* [Textauszug]:
═══

2. Zur Antragslegitimation bringt der einschreitende Verein vor, daß er auf den vom Platzverbot betroffenen Grundstücken - dabei handelt es sich um Grundstücke eines Schweinemastbetriebes sowie die an diesen angrenzenden Grundstücke - eine Kundgebung gegen die Mißstände der industriellen Massentierhaltung abhalten wollte. Durch die angefochtene Verordnung sei somit in die Versammlungsfreiheit des Vereins eingegriffen worden. Für den Fall des Zuwiderhandelns hätten die Vorstandsmitglieder mit der Verhängung von Verwaltungsstrafen rechnen müssen, was ihnen nicht zumutbar sei. Ein anderer Weg stehe nicht zur Verfügung, um die Platzverbote zu bekämpfen.
3. Gemäß §36 Abs1 SPG hat die Sicherheitsbehörde das Betreten eines Gefahrenbereichs sowie den Aufenthalt in diesem mit Verordnung zu verbieten sowie die Nichtbefolgung als Verwaltungsübertretung zu erklären, wenn aufgrund bestimmter Tatsachen anzunehmen ist, es werde an einem bestimmten Ort eine allgemeine Gefahr für Leben oder Gesundheit mehrerer Menschen oder für Eigentum oder Umwelt in großem Ausmaß entstehen. Solche Verordnungen haben gemäß §36 Abs3 SPG den Tag und die Uhrzeit ihres Inkrafttretens zu bestimmen. Sie sind aufzuheben, sobald eine Gefährdung nicht mehr zu befürchten ist, und treten jedenfalls drei Monate nach ihrem Wirksamwerden außer Kraft.
Die vom einschreitenden Verein bekämpften Verordnungen sind aufgrund der Anordnung des §36 Abs3 SPG am 9. Dezember 2000 außer Kraft getreten.
II. Der Antrag ist nicht zulässig.

═══

* [Aufgabe 1]:
Formatiere die Zeilen der Einträge in Block 1 als Markdown-Tabelle mit den Spalten „Nr.“ und „Eintrag“, wobei leere Zeilen wegfallen.
Der Textauszug und die Einträge haben nichts miteinander zu tun.

* [Die Einträge]:
═══

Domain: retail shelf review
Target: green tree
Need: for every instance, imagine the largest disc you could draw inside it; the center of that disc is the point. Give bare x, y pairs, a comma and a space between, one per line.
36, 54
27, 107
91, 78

═══

* [Aufgabe 2]:
Beantworte kurz anhand des Textauszugs:
(a) Wogegen wollte der Verein eine Kundgebung abhalten?
(b) Wann treten Verordnungen nach §36 Abs3 SPG jedenfalls außer Kraft?
(c) An welchem Datum sind die vom Verein bekämpften Verordnungen außer Kraft getreten?

* [Antwort 1]:
| Nr. | Eintrag |
|---|---|
| 1 | Domain: retail shelf review |
| 2 | Target: green tree |
| 3 | Need: for every instance, imagine the largest disc you could draw inside it; the center of that disc is the point. Give bare x, y pairs, a comma and a space between, one per line. |
| 4 | 36, 54 |
| 5 | 27, 107 |
| 6 | 91, 78 |

* [Antwort 2]:
(a) Gegen die Mißstände der industriellen Massentierhaltung.
(b) Drei Monate nach ihrem Wirksamwerden.
(c) Am 9. Dezember 2000.